**Supplied records**
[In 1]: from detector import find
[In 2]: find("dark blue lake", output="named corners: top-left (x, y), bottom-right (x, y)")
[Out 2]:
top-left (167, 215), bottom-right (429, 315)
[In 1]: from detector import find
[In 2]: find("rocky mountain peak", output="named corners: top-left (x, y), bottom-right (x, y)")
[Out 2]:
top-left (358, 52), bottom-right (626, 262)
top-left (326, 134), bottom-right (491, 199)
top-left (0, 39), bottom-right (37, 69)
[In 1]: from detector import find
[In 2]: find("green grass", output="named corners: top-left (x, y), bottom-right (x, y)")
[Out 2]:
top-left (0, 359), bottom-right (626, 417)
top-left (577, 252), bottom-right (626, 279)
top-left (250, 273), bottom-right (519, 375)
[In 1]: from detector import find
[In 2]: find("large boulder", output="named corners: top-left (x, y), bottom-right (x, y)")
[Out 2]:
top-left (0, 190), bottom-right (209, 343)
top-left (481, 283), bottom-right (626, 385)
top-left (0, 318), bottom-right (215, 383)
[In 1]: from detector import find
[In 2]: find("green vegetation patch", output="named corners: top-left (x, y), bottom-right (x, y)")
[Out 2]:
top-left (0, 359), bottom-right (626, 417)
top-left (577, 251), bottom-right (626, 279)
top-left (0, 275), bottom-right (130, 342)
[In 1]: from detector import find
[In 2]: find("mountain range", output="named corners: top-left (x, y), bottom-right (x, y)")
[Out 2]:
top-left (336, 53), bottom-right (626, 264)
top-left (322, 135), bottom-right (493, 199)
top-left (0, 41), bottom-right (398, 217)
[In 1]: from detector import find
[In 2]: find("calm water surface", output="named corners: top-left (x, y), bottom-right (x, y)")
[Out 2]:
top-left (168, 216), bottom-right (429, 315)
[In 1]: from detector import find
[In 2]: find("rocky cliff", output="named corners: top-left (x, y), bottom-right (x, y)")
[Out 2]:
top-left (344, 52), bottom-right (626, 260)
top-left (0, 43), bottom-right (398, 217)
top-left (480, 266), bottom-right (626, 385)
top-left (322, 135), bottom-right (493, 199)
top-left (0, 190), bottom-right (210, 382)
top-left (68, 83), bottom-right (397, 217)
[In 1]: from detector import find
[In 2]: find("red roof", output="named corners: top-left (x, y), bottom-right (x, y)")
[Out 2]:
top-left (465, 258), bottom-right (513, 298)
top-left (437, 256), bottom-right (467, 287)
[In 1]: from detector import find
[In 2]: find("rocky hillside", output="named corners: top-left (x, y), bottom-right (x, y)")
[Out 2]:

**Goal**
Reproduce each line of the material above precisely.

**The completed task**
[In 1]: from detector import find
[In 2]: find("dark blue lake", output="named corners: top-left (x, y), bottom-right (x, y)")
[Out 2]:
top-left (167, 215), bottom-right (429, 315)
[In 1]: from detector import find
[In 2]: find("rocky mountain peak", output="named corners: top-left (x, y), bottom-right (x, y)")
[Out 2]:
top-left (358, 52), bottom-right (626, 262)
top-left (326, 134), bottom-right (491, 199)
top-left (0, 39), bottom-right (37, 69)
[In 1]: from detector import find
[In 2]: find("green grass", output="named corners: top-left (x, y), bottom-right (x, y)")
[Out 2]:
top-left (0, 359), bottom-right (626, 417)
top-left (577, 252), bottom-right (626, 279)
top-left (250, 273), bottom-right (519, 375)
[In 1]: from detector import find
[In 2]: find("large boulder", output="named corners: top-left (x, y), bottom-right (x, y)")
[Out 2]:
top-left (0, 190), bottom-right (209, 343)
top-left (481, 283), bottom-right (626, 385)
top-left (0, 318), bottom-right (215, 383)
[In 1]: from detector import find
[In 2]: find("green vegetation patch", output="named corners: top-left (x, y), bottom-right (x, y)")
[Out 2]:
top-left (0, 359), bottom-right (626, 417)
top-left (577, 251), bottom-right (626, 279)
top-left (0, 275), bottom-right (130, 342)
[In 1]: from detector import find
[In 2]: find("mountain range", output="named corners: top-left (x, y), bottom-right (x, y)")
[Out 2]:
top-left (336, 53), bottom-right (626, 264)
top-left (322, 135), bottom-right (493, 199)
top-left (0, 41), bottom-right (398, 217)
[In 1]: from detector import find
[In 2]: find("calm water surface", output="named corners: top-left (x, y), bottom-right (x, y)")
[Out 2]:
top-left (168, 216), bottom-right (429, 315)
[In 1]: from detector import find
[In 2]: find("rocky cliff", output="named corners: top-left (x, y), bottom-right (x, y)")
[Out 2]:
top-left (344, 52), bottom-right (626, 260)
top-left (0, 43), bottom-right (398, 217)
top-left (480, 266), bottom-right (626, 385)
top-left (322, 135), bottom-right (493, 199)
top-left (0, 190), bottom-right (210, 382)
top-left (68, 83), bottom-right (397, 217)
[In 1]: from detector import find
[In 2]: find("red roof", output="named corners: top-left (x, y), bottom-right (x, y)")
[Out 2]:
top-left (465, 258), bottom-right (513, 298)
top-left (437, 256), bottom-right (467, 287)
[In 1]: from detector import find
[In 2]: find("rocky hillside", output="named corners: top-left (x, y), bottom-right (x, y)")
[Out 2]:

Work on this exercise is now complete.